*Provided records:*
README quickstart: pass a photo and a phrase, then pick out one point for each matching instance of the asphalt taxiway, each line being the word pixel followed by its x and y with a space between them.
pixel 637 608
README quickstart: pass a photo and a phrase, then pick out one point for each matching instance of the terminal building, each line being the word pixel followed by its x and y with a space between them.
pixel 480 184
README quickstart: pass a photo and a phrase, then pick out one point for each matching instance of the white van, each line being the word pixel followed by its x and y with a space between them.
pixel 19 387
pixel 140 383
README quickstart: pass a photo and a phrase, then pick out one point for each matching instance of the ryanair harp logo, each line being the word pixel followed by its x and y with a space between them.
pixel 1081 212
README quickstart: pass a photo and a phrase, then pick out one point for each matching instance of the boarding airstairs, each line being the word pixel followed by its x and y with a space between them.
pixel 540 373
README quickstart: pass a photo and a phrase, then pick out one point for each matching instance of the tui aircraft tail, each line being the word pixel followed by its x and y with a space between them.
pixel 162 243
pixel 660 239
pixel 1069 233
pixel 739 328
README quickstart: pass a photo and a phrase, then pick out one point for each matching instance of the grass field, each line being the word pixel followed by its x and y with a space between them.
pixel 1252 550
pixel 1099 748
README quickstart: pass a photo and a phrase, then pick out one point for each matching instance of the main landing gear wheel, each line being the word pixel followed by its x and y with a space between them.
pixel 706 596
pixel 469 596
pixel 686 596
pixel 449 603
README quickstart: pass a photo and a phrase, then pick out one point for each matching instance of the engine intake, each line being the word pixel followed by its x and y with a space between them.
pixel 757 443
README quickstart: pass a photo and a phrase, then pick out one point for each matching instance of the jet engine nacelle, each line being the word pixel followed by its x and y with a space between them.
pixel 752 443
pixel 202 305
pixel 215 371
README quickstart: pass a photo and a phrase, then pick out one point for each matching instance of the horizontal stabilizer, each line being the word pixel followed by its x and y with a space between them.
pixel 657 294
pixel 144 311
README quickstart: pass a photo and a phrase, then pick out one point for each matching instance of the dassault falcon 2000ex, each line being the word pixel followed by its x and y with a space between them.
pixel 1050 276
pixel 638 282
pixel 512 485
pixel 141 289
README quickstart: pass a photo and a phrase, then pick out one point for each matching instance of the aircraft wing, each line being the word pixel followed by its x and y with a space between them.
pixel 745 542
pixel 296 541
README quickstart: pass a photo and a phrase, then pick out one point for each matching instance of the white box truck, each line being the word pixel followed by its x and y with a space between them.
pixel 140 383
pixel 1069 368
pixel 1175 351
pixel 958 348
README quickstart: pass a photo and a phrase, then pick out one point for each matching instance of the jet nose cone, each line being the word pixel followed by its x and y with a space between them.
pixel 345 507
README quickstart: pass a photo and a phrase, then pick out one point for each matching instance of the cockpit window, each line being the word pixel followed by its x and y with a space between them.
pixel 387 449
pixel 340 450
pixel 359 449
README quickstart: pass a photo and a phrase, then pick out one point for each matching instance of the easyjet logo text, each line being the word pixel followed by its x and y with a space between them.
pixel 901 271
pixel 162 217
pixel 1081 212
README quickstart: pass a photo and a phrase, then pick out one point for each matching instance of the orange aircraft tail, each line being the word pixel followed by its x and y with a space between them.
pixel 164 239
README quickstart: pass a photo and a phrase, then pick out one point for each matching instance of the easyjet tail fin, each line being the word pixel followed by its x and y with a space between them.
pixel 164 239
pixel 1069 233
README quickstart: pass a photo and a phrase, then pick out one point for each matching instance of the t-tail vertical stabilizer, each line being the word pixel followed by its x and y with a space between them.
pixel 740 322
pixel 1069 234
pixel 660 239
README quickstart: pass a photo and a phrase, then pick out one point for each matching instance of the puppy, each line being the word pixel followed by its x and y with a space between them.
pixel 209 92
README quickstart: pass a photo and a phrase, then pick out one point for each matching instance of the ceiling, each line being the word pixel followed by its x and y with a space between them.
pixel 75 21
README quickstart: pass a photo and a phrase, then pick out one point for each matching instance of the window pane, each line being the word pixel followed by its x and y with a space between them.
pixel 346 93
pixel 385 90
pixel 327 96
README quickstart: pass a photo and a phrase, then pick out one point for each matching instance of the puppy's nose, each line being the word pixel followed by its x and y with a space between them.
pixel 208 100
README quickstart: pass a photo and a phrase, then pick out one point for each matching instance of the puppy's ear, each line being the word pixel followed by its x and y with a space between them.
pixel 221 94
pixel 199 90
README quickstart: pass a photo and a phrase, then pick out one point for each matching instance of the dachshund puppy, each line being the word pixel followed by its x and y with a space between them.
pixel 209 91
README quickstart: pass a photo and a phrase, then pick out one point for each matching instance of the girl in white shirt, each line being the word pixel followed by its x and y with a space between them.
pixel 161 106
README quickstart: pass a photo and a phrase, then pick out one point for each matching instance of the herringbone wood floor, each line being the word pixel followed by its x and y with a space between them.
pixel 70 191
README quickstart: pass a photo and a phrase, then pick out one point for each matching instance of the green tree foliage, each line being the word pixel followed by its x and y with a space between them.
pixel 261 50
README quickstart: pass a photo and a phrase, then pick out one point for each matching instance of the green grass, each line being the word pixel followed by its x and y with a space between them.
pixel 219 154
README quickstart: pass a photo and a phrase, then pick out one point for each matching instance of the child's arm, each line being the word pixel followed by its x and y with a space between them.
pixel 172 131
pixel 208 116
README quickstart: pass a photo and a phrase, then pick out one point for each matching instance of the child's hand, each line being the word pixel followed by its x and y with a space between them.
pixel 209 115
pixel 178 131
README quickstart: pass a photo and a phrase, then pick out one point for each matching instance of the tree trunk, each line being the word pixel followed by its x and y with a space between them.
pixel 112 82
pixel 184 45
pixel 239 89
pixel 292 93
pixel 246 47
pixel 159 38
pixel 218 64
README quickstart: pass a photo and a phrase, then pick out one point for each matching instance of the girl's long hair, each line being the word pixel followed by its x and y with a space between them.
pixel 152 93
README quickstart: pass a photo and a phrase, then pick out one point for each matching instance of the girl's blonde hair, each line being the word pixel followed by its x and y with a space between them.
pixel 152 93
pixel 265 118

*The task:* Starting at the line that contains "the green tree" and stopping after the line that contains "pixel 178 131", reproduce those lines with "child's" changed to "toddler's" and everything else left as it is.

*Written solution:*
README quickstart: pass a photo and a phrase, then pick out one point for each matching instance of the green tree foliage, each line being the word pixel followed by its x and y with a space between them.
pixel 261 50
README quickstart: pass a photo and a phrase, then pick out one point for each matching instance of the green grass, each line being the word pixel followed by its x and y with a space between them.
pixel 219 154
README quickstart: pass a photo and a phrase, then pick out one point for each matching instance of the toddler's arm, each line being the word pixel followed by its x and y with a space between them.
pixel 172 131
pixel 208 116
README quickstart: pass a photo and a phrase, then pick out one point for each matching instance of the toddler's hand, each line being the word pixel followed by its x and y with a space between them.
pixel 209 115
pixel 178 131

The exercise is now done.